**Working data**

○ ○ ○ ○ ○

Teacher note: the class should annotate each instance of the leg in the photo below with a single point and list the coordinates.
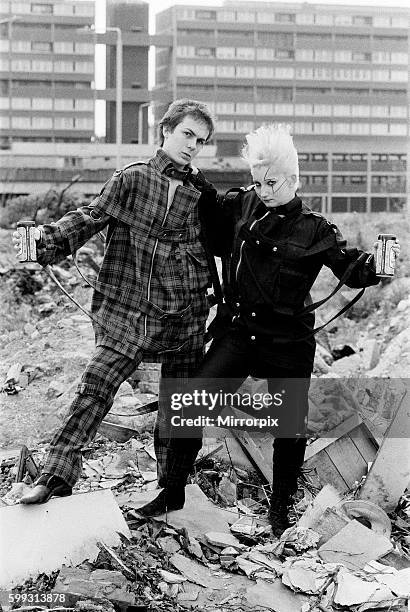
(176, 455)
(105, 372)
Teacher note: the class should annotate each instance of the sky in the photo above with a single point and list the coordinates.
(160, 5)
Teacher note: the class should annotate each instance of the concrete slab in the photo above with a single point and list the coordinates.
(198, 516)
(41, 538)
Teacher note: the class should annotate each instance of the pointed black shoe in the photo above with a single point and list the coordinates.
(166, 501)
(47, 486)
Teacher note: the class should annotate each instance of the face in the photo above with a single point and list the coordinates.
(185, 142)
(272, 187)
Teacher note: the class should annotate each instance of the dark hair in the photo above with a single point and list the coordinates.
(178, 110)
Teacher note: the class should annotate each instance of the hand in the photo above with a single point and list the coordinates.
(16, 239)
(396, 247)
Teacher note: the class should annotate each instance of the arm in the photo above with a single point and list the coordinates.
(66, 236)
(337, 257)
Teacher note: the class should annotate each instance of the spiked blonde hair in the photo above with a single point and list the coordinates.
(272, 145)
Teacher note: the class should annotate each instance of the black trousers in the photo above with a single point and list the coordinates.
(229, 361)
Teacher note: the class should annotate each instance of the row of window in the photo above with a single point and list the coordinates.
(79, 9)
(303, 18)
(319, 110)
(316, 55)
(57, 104)
(288, 72)
(324, 127)
(26, 65)
(46, 123)
(36, 46)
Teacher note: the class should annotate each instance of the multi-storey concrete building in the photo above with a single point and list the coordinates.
(338, 74)
(46, 71)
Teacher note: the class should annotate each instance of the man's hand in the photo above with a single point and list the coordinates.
(16, 239)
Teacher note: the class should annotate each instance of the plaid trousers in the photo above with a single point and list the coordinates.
(105, 372)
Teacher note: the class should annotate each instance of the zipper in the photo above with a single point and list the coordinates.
(243, 242)
(153, 255)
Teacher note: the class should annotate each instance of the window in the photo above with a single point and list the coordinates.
(245, 53)
(205, 15)
(63, 123)
(398, 75)
(284, 73)
(398, 129)
(305, 18)
(21, 46)
(225, 126)
(225, 52)
(265, 109)
(379, 129)
(343, 20)
(322, 127)
(381, 57)
(264, 72)
(41, 47)
(21, 103)
(304, 55)
(185, 69)
(341, 110)
(185, 51)
(324, 19)
(285, 17)
(322, 110)
(245, 16)
(225, 108)
(245, 72)
(206, 70)
(43, 9)
(226, 16)
(380, 75)
(63, 9)
(63, 66)
(63, 104)
(359, 56)
(360, 110)
(205, 52)
(42, 103)
(341, 128)
(360, 128)
(84, 48)
(361, 20)
(265, 54)
(263, 17)
(225, 71)
(42, 123)
(21, 123)
(244, 126)
(284, 109)
(303, 109)
(379, 111)
(343, 56)
(244, 108)
(284, 54)
(398, 112)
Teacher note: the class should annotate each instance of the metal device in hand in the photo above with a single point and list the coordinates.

○ ○ ○ ○ ○

**Exercise details**
Could you rewrite every entry above with "annotate" changed to "mark" and everything else left as it is, omitting the pictures?

**Final answer**
Teacher note: the class should mark each instance of the leg in the photo below with a single point and list the coordinates.
(176, 455)
(105, 372)
Teacher note: the class should mark each instance of the sky in the photo above with a single point and list the coordinates.
(160, 5)
Teacher note: the class should mark each instance of the concrete slab in the photo above with a single point and list the coordinates.
(198, 516)
(41, 538)
Teacher note: the class should mark each instance of the pointed black shoe in the photo above with a single point and list the coordinates.
(166, 501)
(47, 486)
Teacher note: the class should mark each instance of the face in the photo above with a single point and list the coordinates.
(185, 142)
(272, 187)
Teacher note: the class should mark each instance of the dark hair in the photo above with a single point and list the coordinates.
(178, 110)
Teacher note: the class should mark each instance of the hand in the photo above with a single point and list the coordinates.
(16, 239)
(396, 247)
Teacher note: the class should mark each instance of the arm in the photo above with a single point and list the coordinates.
(66, 236)
(337, 257)
Teacher note: the class should mark each instance of the spiked blonde hair in the photo above with a single point and list the coordinates.
(272, 145)
Teacher note: the class should mark each instance of the black trousers in the photo above with a single point and list the coordinates.
(229, 361)
Teacher note: the class should mark each instance of the row of window in the photo above with a single point and list the coordinates.
(79, 9)
(303, 18)
(319, 110)
(316, 55)
(57, 104)
(288, 72)
(324, 127)
(26, 65)
(46, 123)
(36, 46)
Teacher note: the class should mark each instance of the multi-storey concrete building in the photo above with a single point and list the coordinates.
(338, 74)
(46, 71)
Teacher note: the class should mark each instance of the man's hand in the photo above with a single point and list the coordinates.
(16, 239)
Teacher note: the class should mark each instance of the plaid trousers in the photo above with a single point and list the coordinates.
(105, 372)
Teacher note: the class should mark each instance of the zipper in the photo above with a single point and list the coordinates.
(243, 242)
(153, 255)
Teacher note: the class should mark each instance of the window in the photo above with a single point and list the coordinates.
(245, 53)
(205, 15)
(63, 123)
(398, 75)
(284, 73)
(398, 129)
(305, 18)
(21, 46)
(225, 126)
(225, 52)
(265, 109)
(379, 129)
(343, 20)
(322, 127)
(381, 57)
(264, 72)
(41, 47)
(21, 103)
(304, 55)
(185, 69)
(341, 110)
(185, 51)
(324, 19)
(285, 17)
(322, 110)
(245, 16)
(225, 108)
(245, 72)
(206, 70)
(43, 9)
(226, 16)
(380, 75)
(63, 9)
(63, 66)
(63, 104)
(359, 56)
(360, 110)
(205, 52)
(42, 103)
(341, 128)
(360, 128)
(84, 48)
(361, 20)
(265, 54)
(263, 17)
(225, 71)
(42, 123)
(21, 123)
(244, 126)
(284, 109)
(303, 109)
(379, 111)
(343, 56)
(244, 108)
(284, 54)
(398, 112)
Teacher note: the class should mark each instance of the metal device in hand in the photo above with a single point and list the coordinates.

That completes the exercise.